— begin SUPPLIED TEXT —

I will try to briefly summarise my impressions and thoughts after the Society for Cinema and Media Studies (SCMS) 2013 conference in Chicago, which ended last Sunday.
I have not attended a SCMS conference since Philadelphia in 2006, so my first impression is that something has happened. The quality of the presentations I listened to was higher and the research questions seemed more relevant in relation to the contemporary media ecology. This may of course be a result of a more deliberate choice of panels to attend and some luck. Due to KLM’s aircraft problems my arrival was delayed one day…so I only attended about a dozen panels out of approximately 450! Since I was not presenting I could be more focused on other scholars’ presentation.
Another contributing factor may be my focus on game studies (as well as some of the few transmedia oriented papers I found). As new in the field I took the opportunity to get an overview how game studies looks like in a cinema studies, that is humanities, context. I do not know the rationales to rename The Society of Cinema Studies into The Society of Cinema and Media Studies I am most delighted that “Media” here is not what “Media” is for Social Science-oriented Media and Communication studies or Cultural Studies. With the exceptions for some digital humanities and audience research panels I encountered few traces of quantitative research or policy studies. On the contrary, I noticed a strong emphasis on aesthetical, technological, and cultural perspectives.
Among many fascinating and well-researched papers and well-composed panels, what struck me the most was the need for further development in historical and political analysis of games. Again, two fields fit for humanities media research.

— end SUPPLIED TEXT —
— begin INFORMATION SHOWN —

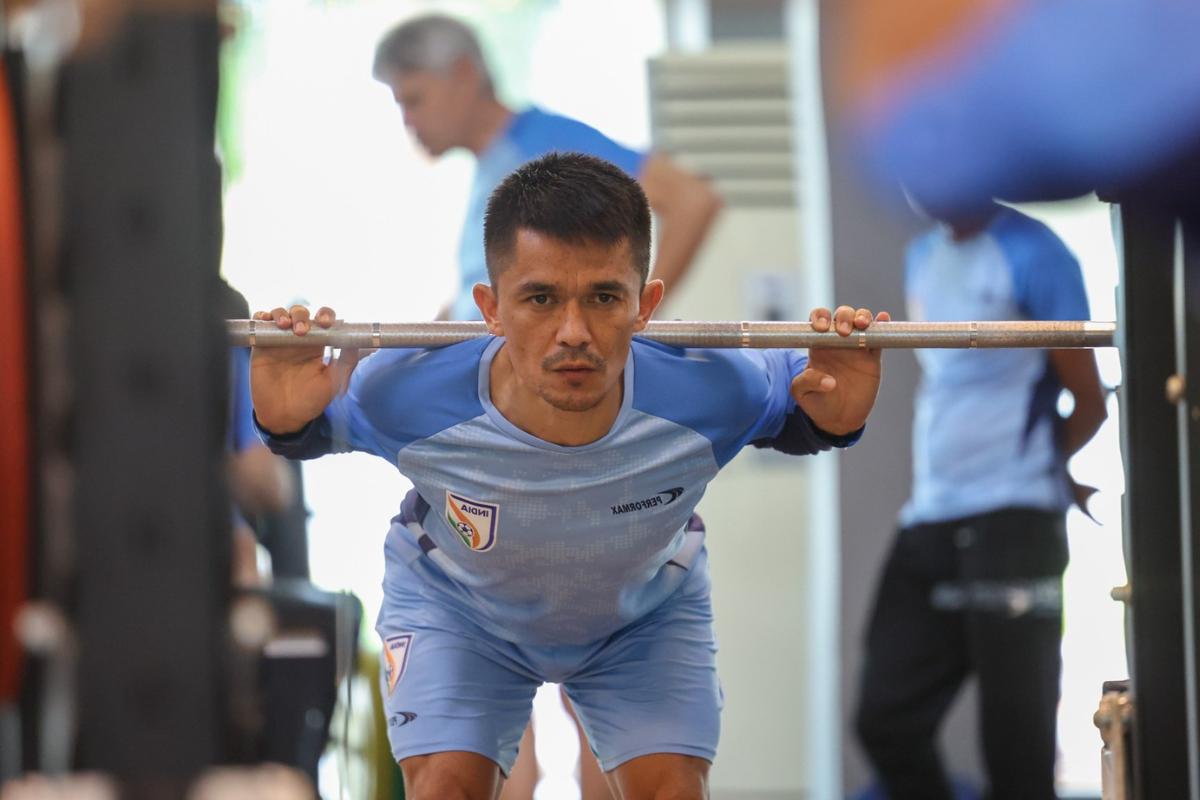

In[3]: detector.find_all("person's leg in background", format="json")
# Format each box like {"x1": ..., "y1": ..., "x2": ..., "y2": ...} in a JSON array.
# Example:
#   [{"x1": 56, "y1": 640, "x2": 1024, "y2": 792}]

— end INFORMATION SHOWN —

▶ **INSTRUCTIONS**:
a – In the SCMS conference post, what caused the writer's arrival in Chicago to be delayed by one day?
b – Reproduce the passage of the SCMS conference post starting at "Another contributing factor" and ending at "and cultural perspectives.".
c – Carry on the SCMS conference post from the point where it stops.
The listing is material separate from the SCMS conference post.

▶ **RESULTS FOR THE EXERCISE**:
a – KLM's aircraft problems delayed the arrival by one day.

b –
Another contributing factor may be my focus on game studies (as well as some of the few transmedia oriented papers I found). As new in the field I took the opportunity to get an overview how game studies looks like in a cinema studies, that is humanities, context. I do not know the rationales to rename The Society of Cinema Studies into The Society of Cinema and Media Studies I am most delighted that “Media” here is not what “Media” is for Social Science-oriented Media and Communication studies or Cultural Studies. With the exceptions for some digital humanities and audience research panels I encountered few traces of quantitative research or policy studies. On the contrary, I noticed a strong emphasis on aesthetical, technological, and cultural perspectives.

c –
The two-panel “Debugging the History of Game Terminology” (parts of what seems to be a most promising book project) gave many examples of longer historical perspectives as well as the importance of looking at other sources than the existing, often anecdotal, accounts of game history. My first reaction to the second panel was the need for something equivalent to the early cinema studies of the 1980s and 1990s in game history. We see some of this happening within platform studies, but, what was also the results of early cinema research was redefinitions of the objects of study, discovering unexpected uses of media technologies, and probably most importantly, unveiling surprising relations to other cultural, technological, economical, political etc. contexts. Since early cinema research was not only a remarkable archival enterprise, but often a theoretically advanced and creative field as well, it was great to encounter theorisations somewhere between the highly philosophical tendencies of media archaeology and the less theoretical traditions of computer science.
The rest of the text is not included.